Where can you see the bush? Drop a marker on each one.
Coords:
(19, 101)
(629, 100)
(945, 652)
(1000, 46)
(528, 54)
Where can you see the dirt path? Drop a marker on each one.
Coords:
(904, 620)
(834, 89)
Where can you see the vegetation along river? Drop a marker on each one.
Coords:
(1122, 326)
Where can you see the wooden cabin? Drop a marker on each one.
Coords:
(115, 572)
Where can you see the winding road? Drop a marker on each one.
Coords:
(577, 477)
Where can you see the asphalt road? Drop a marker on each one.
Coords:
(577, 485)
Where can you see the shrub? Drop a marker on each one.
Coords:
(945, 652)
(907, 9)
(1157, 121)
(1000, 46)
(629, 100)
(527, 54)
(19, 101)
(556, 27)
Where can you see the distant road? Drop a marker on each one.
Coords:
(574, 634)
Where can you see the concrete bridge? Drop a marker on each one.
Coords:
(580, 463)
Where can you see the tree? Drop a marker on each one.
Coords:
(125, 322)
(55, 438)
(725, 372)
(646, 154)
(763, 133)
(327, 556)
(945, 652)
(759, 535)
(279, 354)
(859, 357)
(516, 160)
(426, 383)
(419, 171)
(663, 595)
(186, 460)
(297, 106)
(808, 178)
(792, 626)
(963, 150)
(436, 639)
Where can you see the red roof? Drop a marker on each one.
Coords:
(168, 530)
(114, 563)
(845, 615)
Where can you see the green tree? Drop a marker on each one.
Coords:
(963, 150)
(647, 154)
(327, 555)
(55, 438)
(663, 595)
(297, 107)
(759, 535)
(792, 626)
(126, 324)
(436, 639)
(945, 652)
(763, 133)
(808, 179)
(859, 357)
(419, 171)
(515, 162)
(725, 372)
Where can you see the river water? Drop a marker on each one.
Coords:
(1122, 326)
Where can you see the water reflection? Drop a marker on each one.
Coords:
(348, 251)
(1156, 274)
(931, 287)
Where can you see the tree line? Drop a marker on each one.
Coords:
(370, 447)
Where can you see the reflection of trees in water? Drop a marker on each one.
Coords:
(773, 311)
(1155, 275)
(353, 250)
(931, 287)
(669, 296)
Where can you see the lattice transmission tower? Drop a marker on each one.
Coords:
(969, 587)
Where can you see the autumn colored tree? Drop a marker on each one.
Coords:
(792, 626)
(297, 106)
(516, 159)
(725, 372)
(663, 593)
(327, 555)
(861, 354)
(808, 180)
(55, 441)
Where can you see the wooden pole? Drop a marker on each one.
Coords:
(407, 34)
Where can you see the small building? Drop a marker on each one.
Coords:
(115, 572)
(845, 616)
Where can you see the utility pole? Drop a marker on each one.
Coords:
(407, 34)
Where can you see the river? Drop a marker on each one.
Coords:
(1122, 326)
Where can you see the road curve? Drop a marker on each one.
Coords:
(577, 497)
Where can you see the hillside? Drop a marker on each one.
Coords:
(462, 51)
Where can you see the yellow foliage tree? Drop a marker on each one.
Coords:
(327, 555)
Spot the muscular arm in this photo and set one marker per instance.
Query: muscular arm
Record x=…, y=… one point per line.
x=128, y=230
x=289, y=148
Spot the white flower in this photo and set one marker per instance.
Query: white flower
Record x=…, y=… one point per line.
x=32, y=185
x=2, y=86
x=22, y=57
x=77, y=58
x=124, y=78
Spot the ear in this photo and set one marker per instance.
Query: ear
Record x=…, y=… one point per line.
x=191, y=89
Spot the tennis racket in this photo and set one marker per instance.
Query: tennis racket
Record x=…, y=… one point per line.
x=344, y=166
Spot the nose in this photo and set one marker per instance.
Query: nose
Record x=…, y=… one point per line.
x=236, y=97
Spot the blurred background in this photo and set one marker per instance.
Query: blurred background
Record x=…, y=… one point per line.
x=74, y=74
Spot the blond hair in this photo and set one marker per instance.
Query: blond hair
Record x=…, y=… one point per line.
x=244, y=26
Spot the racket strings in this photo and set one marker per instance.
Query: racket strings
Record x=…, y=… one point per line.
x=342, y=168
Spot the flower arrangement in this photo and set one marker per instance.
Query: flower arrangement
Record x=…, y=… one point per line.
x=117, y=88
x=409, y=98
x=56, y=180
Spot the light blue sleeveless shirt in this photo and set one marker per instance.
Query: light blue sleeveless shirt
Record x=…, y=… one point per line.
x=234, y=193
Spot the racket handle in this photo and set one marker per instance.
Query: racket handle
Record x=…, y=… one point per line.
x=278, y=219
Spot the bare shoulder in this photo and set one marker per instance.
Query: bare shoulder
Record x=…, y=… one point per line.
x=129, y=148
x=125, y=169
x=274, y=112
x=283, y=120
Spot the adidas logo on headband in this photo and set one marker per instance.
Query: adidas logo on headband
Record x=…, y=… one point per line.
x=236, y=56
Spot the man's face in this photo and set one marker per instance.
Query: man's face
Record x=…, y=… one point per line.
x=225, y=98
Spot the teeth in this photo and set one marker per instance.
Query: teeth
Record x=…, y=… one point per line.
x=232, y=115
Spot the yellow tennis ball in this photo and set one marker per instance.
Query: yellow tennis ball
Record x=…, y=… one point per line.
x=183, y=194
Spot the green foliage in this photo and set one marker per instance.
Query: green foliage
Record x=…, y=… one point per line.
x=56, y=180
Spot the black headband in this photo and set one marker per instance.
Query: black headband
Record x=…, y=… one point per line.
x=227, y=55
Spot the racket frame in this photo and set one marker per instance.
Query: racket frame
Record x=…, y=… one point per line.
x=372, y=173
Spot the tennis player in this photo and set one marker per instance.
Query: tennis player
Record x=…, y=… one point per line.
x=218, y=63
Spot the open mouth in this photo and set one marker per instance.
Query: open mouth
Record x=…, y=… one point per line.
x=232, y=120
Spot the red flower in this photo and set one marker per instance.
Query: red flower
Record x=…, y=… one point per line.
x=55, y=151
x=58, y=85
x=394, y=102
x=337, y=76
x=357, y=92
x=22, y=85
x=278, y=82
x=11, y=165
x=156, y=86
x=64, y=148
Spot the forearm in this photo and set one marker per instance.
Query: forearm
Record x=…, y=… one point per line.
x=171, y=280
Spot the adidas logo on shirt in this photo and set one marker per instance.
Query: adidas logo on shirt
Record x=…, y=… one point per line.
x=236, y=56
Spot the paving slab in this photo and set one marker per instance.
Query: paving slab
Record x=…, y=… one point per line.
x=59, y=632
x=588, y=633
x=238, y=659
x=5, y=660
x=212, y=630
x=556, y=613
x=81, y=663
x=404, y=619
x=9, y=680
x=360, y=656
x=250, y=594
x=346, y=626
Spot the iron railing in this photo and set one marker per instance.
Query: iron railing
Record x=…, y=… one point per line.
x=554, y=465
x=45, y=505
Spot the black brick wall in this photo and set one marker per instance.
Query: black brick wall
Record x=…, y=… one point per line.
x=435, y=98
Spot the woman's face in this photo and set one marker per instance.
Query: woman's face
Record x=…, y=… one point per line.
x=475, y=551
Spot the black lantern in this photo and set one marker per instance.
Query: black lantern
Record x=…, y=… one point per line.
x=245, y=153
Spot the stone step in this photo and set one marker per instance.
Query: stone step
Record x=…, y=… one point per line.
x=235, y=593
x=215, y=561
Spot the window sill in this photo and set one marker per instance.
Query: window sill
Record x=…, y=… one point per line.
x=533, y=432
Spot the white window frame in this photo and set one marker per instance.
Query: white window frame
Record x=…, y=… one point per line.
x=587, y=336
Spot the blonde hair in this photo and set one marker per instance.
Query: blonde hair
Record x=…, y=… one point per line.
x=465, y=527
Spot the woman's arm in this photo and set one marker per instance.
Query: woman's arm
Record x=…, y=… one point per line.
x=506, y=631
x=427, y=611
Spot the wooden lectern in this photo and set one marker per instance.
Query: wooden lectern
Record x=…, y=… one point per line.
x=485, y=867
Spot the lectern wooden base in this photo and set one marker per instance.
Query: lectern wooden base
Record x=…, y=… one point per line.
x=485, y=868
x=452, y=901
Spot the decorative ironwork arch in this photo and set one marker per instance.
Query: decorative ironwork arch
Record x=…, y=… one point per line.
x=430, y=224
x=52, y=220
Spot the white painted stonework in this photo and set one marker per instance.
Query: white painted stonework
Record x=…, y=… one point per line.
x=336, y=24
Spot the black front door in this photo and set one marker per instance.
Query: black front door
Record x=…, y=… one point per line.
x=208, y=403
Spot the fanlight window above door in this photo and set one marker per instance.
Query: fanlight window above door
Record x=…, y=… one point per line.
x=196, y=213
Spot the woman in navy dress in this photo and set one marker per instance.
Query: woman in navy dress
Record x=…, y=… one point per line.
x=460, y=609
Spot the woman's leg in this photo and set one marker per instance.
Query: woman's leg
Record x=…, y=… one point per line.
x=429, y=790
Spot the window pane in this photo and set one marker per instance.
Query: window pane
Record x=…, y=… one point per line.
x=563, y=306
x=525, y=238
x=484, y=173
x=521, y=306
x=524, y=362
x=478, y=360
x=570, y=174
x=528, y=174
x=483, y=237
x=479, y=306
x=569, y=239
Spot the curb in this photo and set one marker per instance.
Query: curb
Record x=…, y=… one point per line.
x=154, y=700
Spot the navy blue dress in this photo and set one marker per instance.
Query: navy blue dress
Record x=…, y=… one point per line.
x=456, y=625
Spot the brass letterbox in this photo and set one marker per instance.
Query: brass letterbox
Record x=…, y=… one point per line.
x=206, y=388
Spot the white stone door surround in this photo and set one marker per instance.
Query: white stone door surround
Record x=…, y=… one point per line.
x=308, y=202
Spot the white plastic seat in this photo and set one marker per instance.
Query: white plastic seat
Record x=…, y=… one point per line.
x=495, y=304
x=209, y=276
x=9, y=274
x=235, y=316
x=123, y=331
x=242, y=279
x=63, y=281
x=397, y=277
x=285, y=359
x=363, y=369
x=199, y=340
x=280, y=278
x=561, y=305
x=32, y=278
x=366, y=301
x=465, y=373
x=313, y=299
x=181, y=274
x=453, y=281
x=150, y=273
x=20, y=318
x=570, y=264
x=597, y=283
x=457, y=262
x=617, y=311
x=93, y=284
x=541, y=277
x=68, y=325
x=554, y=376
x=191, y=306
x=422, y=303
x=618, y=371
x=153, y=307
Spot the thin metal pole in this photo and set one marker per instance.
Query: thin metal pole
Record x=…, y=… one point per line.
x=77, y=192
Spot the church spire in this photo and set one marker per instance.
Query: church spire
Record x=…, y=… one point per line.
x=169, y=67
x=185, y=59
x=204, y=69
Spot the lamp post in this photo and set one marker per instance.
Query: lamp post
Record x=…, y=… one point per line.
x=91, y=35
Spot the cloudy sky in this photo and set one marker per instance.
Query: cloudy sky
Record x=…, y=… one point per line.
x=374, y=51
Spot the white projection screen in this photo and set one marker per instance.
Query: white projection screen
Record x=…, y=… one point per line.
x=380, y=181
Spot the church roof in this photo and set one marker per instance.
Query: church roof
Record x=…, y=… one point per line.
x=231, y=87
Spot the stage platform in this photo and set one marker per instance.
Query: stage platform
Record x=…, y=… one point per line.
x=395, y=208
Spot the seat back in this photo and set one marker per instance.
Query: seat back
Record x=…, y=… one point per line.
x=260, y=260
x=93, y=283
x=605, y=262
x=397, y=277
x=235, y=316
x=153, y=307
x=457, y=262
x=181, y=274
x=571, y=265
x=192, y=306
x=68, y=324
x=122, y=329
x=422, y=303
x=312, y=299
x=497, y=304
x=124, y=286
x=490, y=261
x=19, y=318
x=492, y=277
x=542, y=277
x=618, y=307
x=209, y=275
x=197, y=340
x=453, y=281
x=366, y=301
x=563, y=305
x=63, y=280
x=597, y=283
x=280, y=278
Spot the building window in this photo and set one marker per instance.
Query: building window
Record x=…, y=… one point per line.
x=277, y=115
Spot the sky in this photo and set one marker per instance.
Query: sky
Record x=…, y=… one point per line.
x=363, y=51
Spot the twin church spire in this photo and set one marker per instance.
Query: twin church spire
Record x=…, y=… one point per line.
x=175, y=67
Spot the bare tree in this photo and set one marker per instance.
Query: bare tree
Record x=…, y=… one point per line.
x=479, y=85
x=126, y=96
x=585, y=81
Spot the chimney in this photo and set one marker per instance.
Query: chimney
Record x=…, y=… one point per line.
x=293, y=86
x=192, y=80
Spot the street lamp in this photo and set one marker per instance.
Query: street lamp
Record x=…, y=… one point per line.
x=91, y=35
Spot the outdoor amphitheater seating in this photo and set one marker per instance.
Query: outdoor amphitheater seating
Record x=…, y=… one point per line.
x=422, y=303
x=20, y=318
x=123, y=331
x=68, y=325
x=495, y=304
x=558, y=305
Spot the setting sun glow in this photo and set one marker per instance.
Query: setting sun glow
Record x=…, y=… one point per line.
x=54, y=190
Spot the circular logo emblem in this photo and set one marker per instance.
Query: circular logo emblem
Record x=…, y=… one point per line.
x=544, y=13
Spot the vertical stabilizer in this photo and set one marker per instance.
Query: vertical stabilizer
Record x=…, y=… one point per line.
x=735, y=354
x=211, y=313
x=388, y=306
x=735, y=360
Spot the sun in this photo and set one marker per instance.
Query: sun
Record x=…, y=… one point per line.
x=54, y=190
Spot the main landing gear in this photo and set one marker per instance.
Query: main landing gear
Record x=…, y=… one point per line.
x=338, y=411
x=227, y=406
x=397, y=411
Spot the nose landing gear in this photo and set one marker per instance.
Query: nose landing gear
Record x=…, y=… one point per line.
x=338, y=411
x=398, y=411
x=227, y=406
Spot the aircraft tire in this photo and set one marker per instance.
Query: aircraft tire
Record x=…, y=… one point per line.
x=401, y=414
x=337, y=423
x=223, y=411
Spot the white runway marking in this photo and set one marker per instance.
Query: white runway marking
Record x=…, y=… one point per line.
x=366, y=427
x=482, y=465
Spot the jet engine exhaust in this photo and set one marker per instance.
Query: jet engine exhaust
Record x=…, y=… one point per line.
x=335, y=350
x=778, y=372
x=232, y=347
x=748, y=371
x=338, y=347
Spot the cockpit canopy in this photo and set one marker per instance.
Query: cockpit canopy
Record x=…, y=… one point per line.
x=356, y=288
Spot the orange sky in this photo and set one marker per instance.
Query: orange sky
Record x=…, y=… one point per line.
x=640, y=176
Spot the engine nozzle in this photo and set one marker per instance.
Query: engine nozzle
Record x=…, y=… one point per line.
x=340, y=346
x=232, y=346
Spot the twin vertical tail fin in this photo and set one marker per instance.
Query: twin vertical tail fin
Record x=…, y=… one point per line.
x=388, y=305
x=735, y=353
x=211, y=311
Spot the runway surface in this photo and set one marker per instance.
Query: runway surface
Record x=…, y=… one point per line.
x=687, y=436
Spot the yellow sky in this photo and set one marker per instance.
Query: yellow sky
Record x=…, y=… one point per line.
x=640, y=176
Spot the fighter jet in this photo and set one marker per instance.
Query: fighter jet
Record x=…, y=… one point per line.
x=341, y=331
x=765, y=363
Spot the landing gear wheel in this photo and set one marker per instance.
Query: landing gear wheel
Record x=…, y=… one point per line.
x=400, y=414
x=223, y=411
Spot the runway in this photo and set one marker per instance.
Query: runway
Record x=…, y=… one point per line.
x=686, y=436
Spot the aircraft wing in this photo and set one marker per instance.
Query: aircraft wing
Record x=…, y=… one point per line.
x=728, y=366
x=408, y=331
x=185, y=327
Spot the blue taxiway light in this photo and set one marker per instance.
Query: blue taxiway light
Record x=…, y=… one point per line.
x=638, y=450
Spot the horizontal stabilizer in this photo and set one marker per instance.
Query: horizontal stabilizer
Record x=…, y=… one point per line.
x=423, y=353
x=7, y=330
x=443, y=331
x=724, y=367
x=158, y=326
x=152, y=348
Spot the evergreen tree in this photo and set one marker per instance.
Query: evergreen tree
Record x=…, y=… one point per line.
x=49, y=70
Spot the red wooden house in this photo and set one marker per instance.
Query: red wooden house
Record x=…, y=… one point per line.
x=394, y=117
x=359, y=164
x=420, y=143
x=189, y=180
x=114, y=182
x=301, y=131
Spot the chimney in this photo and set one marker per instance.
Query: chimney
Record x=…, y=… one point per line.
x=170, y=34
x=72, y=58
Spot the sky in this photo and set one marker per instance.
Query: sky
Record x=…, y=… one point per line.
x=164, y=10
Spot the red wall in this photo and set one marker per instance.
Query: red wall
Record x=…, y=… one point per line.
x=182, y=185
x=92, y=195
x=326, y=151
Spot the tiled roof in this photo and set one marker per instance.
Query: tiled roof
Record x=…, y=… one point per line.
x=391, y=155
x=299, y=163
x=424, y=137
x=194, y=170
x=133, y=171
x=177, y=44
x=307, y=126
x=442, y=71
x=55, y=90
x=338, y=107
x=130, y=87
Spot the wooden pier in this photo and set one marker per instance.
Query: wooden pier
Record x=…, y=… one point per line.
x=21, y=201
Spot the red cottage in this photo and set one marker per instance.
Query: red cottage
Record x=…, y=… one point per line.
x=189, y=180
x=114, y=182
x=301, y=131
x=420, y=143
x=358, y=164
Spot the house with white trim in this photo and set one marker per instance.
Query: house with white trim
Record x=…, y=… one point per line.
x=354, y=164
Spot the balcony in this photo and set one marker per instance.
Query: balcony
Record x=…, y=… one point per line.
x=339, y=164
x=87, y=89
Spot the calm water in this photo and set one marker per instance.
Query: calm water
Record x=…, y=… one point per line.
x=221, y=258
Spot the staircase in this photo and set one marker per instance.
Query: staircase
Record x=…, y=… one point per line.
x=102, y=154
========
Output the line containing "Spot the red cottage" and all lines after it to the end of the records, exactly as given.

Spot the red cottage in this photo and set one marker per instance.
Query: red cottage
Record x=…, y=… one point per line.
x=189, y=180
x=114, y=182
x=301, y=131
x=420, y=143
x=358, y=164
Spot the house with white trim in this photo and set one marker per instance.
Query: house with white trim
Record x=…, y=… one point per line.
x=354, y=164
Spot the balcony in this photo and set one marker per instance.
Query: balcony
Record x=…, y=… one point per line.
x=339, y=164
x=87, y=89
Spot the calm water in this photo and set one marker per instance.
Query: calm water
Record x=…, y=… one point per line.
x=221, y=258
Spot the staircase in this photo and set one marker per instance.
Query: staircase
Record x=…, y=… one point per line.
x=102, y=154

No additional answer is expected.